- [WRITTEN REQUEST]: Update the lines of the listing, starting with the line that contains "segment --target headlight" and going on through the end of the listing, by replacing "outline" with "polygon". Give those lines again with everything else unchanged.

====

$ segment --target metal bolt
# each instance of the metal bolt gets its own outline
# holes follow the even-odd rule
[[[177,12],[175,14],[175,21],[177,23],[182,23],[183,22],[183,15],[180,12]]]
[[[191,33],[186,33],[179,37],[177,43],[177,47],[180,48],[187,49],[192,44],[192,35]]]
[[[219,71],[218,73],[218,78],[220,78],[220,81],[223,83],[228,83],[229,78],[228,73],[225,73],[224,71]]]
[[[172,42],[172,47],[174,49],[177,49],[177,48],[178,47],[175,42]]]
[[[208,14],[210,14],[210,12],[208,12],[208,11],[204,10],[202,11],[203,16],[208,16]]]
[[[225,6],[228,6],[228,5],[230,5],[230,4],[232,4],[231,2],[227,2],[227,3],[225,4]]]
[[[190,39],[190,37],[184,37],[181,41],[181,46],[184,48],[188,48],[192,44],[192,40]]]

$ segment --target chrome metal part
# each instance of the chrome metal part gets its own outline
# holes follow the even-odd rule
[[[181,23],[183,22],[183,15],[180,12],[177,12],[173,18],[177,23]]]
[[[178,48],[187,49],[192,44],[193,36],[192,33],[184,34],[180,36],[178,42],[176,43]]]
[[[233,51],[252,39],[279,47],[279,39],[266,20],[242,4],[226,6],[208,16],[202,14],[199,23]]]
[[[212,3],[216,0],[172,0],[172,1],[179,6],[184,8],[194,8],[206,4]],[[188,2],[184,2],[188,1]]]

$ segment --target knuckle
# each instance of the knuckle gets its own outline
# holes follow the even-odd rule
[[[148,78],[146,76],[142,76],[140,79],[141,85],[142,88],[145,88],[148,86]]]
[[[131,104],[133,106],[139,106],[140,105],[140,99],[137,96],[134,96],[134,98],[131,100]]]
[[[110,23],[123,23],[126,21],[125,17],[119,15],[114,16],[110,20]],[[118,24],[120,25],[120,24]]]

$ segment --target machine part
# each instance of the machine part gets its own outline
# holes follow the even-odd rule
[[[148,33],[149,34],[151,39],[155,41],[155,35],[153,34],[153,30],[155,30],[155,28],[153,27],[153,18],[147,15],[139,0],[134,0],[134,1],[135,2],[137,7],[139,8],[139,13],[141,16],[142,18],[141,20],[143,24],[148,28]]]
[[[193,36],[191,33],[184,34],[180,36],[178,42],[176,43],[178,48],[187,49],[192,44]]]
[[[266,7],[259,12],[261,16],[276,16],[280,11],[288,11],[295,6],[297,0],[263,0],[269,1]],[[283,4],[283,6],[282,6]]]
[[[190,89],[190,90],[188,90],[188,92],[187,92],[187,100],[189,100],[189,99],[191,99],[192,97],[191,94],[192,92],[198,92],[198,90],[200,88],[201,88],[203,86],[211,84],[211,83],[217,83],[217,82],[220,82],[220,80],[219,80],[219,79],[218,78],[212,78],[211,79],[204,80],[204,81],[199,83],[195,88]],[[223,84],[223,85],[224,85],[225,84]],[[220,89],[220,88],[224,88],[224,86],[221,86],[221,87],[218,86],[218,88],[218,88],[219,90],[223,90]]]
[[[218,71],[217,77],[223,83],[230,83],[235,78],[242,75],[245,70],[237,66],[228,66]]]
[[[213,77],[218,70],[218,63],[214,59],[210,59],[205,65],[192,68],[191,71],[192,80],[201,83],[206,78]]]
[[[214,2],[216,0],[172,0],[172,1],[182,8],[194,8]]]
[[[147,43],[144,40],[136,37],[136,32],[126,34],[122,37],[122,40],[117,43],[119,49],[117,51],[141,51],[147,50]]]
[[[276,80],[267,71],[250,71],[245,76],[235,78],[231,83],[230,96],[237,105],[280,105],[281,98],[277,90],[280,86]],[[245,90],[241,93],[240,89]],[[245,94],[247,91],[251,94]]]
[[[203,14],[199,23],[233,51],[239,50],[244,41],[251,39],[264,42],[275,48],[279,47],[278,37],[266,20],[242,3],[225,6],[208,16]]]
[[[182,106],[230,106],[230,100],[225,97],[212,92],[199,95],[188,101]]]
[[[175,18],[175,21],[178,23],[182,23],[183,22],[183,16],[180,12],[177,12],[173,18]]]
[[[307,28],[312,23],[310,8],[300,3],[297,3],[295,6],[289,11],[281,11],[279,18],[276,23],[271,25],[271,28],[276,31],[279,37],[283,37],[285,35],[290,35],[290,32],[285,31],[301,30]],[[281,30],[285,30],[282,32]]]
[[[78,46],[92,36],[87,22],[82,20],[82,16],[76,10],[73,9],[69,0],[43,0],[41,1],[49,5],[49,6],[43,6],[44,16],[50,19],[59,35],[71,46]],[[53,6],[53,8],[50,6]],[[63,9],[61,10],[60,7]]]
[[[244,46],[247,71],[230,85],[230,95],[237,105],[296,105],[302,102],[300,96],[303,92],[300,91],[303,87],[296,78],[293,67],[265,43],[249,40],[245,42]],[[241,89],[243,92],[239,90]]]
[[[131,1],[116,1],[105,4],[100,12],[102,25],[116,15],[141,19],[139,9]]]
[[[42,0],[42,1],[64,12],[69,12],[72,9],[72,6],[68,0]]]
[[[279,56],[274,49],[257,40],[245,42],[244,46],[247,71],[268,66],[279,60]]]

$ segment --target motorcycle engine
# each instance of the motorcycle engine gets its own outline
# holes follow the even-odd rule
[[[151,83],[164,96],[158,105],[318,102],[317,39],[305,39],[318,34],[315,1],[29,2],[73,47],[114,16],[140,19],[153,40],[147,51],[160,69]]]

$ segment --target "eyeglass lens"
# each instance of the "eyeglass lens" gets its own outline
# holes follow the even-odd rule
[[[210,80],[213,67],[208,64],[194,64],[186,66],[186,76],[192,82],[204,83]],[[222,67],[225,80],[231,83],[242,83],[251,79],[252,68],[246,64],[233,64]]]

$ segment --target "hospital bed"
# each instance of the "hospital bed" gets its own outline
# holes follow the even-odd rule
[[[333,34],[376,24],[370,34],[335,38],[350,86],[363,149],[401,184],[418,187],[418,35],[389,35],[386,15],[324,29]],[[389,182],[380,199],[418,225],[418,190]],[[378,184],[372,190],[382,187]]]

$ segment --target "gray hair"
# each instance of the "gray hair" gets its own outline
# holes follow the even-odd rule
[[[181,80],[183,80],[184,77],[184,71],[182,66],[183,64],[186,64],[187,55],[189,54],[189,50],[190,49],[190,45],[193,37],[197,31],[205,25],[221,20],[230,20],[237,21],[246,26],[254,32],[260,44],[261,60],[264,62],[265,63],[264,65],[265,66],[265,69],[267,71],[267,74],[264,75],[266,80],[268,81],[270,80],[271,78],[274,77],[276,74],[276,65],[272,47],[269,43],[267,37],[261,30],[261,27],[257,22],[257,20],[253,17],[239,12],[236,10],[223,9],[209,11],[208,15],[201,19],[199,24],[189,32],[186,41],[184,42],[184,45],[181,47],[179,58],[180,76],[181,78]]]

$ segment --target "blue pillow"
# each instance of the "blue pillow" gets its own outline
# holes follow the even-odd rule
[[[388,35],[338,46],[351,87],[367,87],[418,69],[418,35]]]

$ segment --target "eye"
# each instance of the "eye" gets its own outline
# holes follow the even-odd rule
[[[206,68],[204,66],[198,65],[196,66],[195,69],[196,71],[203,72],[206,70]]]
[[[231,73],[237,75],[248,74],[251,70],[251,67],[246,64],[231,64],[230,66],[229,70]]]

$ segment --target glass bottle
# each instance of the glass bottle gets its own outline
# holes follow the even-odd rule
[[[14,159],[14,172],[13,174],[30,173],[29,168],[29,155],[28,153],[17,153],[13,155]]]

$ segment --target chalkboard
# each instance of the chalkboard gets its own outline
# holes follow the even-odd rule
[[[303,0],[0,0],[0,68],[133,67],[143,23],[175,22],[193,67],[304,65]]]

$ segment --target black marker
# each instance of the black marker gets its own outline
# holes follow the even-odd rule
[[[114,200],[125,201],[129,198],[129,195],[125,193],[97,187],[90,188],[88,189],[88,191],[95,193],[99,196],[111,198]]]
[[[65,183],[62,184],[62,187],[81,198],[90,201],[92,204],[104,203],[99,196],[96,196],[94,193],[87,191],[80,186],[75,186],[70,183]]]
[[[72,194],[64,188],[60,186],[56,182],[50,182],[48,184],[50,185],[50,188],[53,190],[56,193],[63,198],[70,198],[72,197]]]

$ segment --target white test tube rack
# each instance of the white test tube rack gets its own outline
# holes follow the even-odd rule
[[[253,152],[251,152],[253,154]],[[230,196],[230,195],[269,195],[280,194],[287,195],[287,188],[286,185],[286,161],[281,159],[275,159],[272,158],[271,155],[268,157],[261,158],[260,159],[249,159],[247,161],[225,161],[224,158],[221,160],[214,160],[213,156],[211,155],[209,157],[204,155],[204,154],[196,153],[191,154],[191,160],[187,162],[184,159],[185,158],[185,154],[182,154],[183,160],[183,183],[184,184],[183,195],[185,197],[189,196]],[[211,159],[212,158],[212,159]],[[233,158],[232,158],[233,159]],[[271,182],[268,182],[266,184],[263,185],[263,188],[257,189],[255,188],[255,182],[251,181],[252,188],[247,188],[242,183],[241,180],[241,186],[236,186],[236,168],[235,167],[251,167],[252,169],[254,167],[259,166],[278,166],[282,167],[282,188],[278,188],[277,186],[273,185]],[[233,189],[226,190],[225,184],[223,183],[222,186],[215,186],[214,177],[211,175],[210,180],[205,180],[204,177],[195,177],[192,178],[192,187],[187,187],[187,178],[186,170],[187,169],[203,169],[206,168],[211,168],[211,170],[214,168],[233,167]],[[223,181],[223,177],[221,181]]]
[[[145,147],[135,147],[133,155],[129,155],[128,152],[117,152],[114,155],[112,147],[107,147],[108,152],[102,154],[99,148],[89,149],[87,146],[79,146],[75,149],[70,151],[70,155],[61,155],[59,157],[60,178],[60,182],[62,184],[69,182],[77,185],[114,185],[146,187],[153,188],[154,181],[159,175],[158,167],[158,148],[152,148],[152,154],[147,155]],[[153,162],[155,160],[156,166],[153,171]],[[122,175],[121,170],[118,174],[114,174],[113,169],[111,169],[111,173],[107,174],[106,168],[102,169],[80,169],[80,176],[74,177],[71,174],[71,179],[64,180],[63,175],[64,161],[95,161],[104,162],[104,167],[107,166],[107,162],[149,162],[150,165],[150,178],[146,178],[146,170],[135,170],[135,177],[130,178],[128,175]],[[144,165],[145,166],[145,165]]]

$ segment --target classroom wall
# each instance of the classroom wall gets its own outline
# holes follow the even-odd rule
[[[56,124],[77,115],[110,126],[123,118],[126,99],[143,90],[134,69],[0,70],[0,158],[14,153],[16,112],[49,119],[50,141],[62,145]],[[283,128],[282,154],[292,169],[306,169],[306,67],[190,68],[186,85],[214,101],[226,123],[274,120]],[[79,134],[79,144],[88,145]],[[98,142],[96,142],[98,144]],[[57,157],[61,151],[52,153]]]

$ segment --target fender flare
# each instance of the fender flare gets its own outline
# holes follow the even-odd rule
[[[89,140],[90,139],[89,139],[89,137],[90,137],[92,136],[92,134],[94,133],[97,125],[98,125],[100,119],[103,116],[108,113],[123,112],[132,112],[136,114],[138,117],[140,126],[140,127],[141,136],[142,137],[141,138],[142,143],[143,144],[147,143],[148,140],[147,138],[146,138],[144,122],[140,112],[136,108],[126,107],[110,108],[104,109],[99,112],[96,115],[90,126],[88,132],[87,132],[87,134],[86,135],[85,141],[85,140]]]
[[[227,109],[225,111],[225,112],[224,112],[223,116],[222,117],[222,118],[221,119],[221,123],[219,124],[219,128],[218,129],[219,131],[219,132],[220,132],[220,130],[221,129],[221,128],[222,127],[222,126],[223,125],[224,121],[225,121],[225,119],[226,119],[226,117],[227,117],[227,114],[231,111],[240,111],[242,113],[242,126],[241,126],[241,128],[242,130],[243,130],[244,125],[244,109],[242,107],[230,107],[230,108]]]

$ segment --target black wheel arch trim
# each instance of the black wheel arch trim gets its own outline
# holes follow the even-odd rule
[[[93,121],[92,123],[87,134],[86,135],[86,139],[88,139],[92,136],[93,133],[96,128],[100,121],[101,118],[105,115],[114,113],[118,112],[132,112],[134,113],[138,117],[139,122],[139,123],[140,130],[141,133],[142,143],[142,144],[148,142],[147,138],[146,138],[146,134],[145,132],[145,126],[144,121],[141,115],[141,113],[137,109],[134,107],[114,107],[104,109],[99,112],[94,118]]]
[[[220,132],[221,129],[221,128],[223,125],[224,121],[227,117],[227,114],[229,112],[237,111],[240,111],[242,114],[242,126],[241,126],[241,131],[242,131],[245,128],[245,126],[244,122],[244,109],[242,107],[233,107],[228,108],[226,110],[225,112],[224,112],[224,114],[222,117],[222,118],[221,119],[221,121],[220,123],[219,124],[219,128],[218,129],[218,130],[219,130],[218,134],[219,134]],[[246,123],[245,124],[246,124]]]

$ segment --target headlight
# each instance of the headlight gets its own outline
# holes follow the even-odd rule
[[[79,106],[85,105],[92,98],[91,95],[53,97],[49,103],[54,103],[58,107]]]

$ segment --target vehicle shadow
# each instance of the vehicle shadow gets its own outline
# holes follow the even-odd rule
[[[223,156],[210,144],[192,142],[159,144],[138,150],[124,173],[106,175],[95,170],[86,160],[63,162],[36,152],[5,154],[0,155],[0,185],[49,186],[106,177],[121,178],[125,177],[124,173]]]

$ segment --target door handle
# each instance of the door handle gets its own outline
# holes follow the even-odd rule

====

- [FULL ANSWER]:
$ segment --target headlight
# each instance of the headlight gets its own polygon
# holes follow the even-odd rule
[[[79,106],[85,105],[92,98],[91,95],[53,97],[49,103],[54,103],[58,107]]]

$ segment --target vehicle shadow
# each instance of the vehicle shadow gets its own polygon
# holes follow the even-odd rule
[[[223,156],[210,144],[192,142],[159,144],[138,150],[124,173],[106,175],[95,170],[86,160],[63,162],[36,152],[5,154],[0,155],[0,185],[49,186],[106,177],[121,178],[125,177],[124,173]]]

$ segment --target door handle
# each instance of the door handle gets its own polygon
# holes follow the even-odd rule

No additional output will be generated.